**Instructions for the task**
Retype every entry precisely and keep each line whole.

··· Recorded data

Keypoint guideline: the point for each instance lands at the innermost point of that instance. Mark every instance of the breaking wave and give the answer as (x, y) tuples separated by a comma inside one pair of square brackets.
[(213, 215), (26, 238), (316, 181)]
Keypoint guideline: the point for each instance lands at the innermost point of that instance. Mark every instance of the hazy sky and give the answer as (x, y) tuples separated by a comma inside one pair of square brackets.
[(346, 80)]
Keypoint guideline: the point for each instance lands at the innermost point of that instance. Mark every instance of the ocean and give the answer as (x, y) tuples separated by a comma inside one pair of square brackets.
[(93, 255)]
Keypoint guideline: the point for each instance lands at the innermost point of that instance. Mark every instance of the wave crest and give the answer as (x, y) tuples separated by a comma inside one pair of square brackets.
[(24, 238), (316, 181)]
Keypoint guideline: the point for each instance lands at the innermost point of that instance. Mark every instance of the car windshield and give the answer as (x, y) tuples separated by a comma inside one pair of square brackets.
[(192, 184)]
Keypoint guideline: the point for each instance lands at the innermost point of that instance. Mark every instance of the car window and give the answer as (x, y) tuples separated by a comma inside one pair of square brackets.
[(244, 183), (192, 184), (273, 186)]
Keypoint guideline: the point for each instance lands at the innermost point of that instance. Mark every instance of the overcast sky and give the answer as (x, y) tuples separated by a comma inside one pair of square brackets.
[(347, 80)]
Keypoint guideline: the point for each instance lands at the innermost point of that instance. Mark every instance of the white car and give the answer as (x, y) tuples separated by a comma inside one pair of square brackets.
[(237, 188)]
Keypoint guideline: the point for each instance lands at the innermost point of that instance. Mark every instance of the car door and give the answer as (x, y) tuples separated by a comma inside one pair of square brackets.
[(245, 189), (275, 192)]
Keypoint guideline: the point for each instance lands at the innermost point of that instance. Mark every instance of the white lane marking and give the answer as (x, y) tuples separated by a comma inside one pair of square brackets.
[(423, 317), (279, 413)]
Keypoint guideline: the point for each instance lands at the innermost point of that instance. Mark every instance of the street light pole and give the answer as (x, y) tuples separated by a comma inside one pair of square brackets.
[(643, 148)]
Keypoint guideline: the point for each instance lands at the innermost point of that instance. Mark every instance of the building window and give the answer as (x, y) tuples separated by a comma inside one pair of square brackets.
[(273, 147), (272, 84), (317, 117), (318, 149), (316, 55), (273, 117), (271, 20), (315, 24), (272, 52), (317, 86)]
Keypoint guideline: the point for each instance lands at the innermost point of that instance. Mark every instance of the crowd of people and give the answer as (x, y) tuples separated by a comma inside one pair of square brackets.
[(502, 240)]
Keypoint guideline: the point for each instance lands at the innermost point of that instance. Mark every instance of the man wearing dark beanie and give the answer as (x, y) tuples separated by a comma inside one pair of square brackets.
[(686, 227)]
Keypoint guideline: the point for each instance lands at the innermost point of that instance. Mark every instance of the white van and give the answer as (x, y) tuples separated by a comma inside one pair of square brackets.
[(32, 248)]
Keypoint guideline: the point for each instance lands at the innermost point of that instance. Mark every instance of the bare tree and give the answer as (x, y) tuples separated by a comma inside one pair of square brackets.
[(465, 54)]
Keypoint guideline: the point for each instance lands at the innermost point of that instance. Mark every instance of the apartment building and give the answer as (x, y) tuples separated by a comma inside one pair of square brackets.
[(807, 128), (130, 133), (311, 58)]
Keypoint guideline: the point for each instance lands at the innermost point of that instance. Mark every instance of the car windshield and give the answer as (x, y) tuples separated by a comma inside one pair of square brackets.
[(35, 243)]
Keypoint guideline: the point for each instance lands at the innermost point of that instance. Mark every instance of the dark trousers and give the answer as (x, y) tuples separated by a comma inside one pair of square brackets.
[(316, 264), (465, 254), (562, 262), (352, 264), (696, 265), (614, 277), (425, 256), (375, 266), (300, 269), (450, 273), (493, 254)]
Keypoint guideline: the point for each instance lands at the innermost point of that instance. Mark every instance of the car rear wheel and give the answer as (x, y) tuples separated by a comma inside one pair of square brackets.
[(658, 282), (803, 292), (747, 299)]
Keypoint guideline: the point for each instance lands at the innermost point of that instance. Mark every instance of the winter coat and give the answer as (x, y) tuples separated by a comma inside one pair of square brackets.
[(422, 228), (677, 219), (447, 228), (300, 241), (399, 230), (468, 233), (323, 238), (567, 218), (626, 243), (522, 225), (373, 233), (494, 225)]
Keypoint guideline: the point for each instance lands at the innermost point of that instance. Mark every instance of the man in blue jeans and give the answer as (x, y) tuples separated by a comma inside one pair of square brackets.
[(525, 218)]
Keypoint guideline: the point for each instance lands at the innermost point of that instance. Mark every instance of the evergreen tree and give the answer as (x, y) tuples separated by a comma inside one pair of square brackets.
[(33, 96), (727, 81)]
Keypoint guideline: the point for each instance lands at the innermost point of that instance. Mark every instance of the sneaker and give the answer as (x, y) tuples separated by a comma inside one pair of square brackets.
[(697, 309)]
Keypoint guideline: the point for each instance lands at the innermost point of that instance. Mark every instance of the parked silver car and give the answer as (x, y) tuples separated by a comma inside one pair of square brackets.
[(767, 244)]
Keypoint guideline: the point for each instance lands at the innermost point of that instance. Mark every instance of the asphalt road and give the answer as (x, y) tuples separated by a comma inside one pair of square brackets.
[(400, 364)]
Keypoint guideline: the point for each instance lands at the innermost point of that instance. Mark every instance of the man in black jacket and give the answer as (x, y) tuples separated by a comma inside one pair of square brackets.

······

**Response area**
Keypoint guideline: the point for each instance lands at the innermost point of that instance. Mark every instance of the breaking wave and give the answer as (x, y) tuples separated by a comma inside one pair of square brackets.
[(213, 215), (26, 238), (316, 181)]
Keypoint guideline: the point for each instance lands at the innermost point of that instance. Mark every instance of the hazy sky and give the answer as (x, y) tuples separated by a comma inside one pair of square brackets.
[(346, 80)]
Keypoint guideline: the point for each instance lands at the innermost point of that instance. Mark every instance of the ocean and give the answer as (x, y) tuples separated by a comma inside one pair of square brackets.
[(93, 255)]
Keypoint guideline: the point for each instance lands at the innermost point of that instance. Mark every instance of the wave crest and give the answer as (x, y) tuples separated by a comma inside one pair of square brackets.
[(24, 238), (316, 181)]
Keypoint guideline: the point for each instance lands at the innermost point of that instance. Mark every instance of the car windshield and give the answer as (x, y) tuples separated by a comma inside one pair of square brackets.
[(192, 184)]
Keypoint guideline: the point for each instance lands at the innermost point of that instance. Mark every instance of the car window and give the answer as (x, y) tuples separated by a comma inside one pair of square brackets.
[(244, 183), (192, 184), (273, 186)]
Keypoint guideline: the point for each instance lands at the innermost point of that instance. Mark every instance of the overcast sky and give the answer as (x, y) tuples separated by a comma inside one pair of square brackets.
[(347, 80)]
Keypoint guideline: the point for each instance lands at the innermost point of that instance. Mark every instance of the white car and give the answer as (x, y) tuples separated by a comma inside one pair of square brackets.
[(237, 188)]
Keypoint guideline: the point for each instance lands at the innermost point of that instance. Mark every instance of the car door and give the answer as (x, y) tuples separated by a comma inside one pair of square brackets.
[(245, 189), (275, 192)]
Keypoint guideline: the point for each instance lands at the innermost point of that instance. Mark every instance of the white lane marking and give the answer as (x, y) tuples separated by a comma inside one pair of square brackets.
[(423, 317), (279, 413)]
Keypoint guideline: the point for each instance lands at the innermost point of that instance. Mark every instance of the street light pole and give the answer as (x, y) tuples separated by a comma inside one pair of square brackets.
[(643, 148)]
Keypoint guideline: the point for each instance lands at the innermost point of that instance. Mark every instance of the building window and give the answer as (x, y) tuples separated by a comma inside one pair of square brackets.
[(273, 147), (272, 84), (317, 117), (318, 149), (316, 55), (273, 117), (271, 20), (315, 24), (272, 52), (317, 86)]
Keypoint guideline: the point for each instance lands at the innermost point of that instance. Mark every instance of the crowd of people and give the answer as (x, y) tuples separated by a comma inside one pair of square brackets.
[(502, 240)]
Keypoint guideline: the point for each instance lands at the innermost point of that instance. Mark every instance of the man wearing dark beanie and give the answer as (x, y) tuples separated by a comma inside one pair of square brackets.
[(686, 227)]
Keypoint guideline: the point for each instance lands at the innermost point of that instance. Mark every instance of the white van and give the answer as (x, y) tuples separated by a comma inside one pair of square brackets.
[(32, 248)]
Keypoint guideline: the point for each instance lands at the innermost point of that instance. Mark every instance of the bare tree and give the answer as (x, y) tuples separated by a comma inside one pair of square brackets.
[(465, 54)]
Keypoint guideline: the point for each instance lands at the innermost point of that instance. Mark every instance of the apartment building and give the answer as (x, y) tuples separated by a comma inside one pair of square brackets.
[(807, 128), (130, 133), (311, 58)]
Keypoint guideline: the point for each instance lands at the innermost point of that instance. Mark every instance of the car windshield and give the answer as (x, y) tuples separated by a comma inside one pair of square brackets.
[(35, 243)]
Keypoint guideline: the point for each instance lands at the innermost point of that instance. Mark every instance of the dark trousers and give the answer as (x, y) tuples separated by a comma inside one pair of square brackets.
[(316, 264), (465, 254), (562, 262), (352, 264), (696, 265), (614, 277), (425, 256), (375, 266), (300, 269), (450, 273), (493, 254)]
Keypoint guideline: the point for each instance lands at the innermost point of that instance. Mark every instance of the car rear wheel and give the answer as (x, y) tuples separated by a comma inside one pair of square brackets.
[(658, 282), (803, 292), (747, 299)]
Keypoint guideline: the point for each instance lands at the innermost point of that instance. Mark every instance of the winter coat and give the answer as (x, y) tuples separated by a comma inside one pair of square brackets.
[(422, 228), (677, 219), (447, 228), (300, 241), (399, 230), (468, 233), (323, 238), (567, 218), (626, 243), (522, 225), (373, 233), (494, 225)]
Keypoint guideline: the point for each instance lands at the innermost point of that instance. Mark every instance of the man in blue jeans and give the answer as (x, y) tuples separated by a comma inside one pair of square brackets.
[(525, 218)]
Keypoint guideline: the point for each instance lands at the innermost point of that instance. Mark every instance of the evergreen tree and give the answer as (x, y) tuples separated by a comma inside one pair of square brackets.
[(33, 96), (727, 81)]
Keypoint guideline: the point for each instance lands at the innermost point of that instance. Mark every instance of the sneaker and give the answer as (x, y) tuples separated by a comma inside one pair of square brackets.
[(697, 309)]
Keypoint guideline: the point for each instance lands at the innermost point of that instance. Mark every instance of the parked silver car and give the answer as (x, y) tuples separated by a comma inside one pair of square brackets.
[(767, 244)]
Keypoint guideline: the point for each instance lands at the innermost point of that instance. Mark every instance of the asphalt road and give the answer as (x, y) tuples separated by a comma inside one pair of square brackets.
[(400, 364)]
Keypoint guideline: the point for each instance lands at the innermost point of that instance. Mark every instance of the man in black jacket and give the answer as (x, y) tuples separated by a comma inside one pair of square brackets.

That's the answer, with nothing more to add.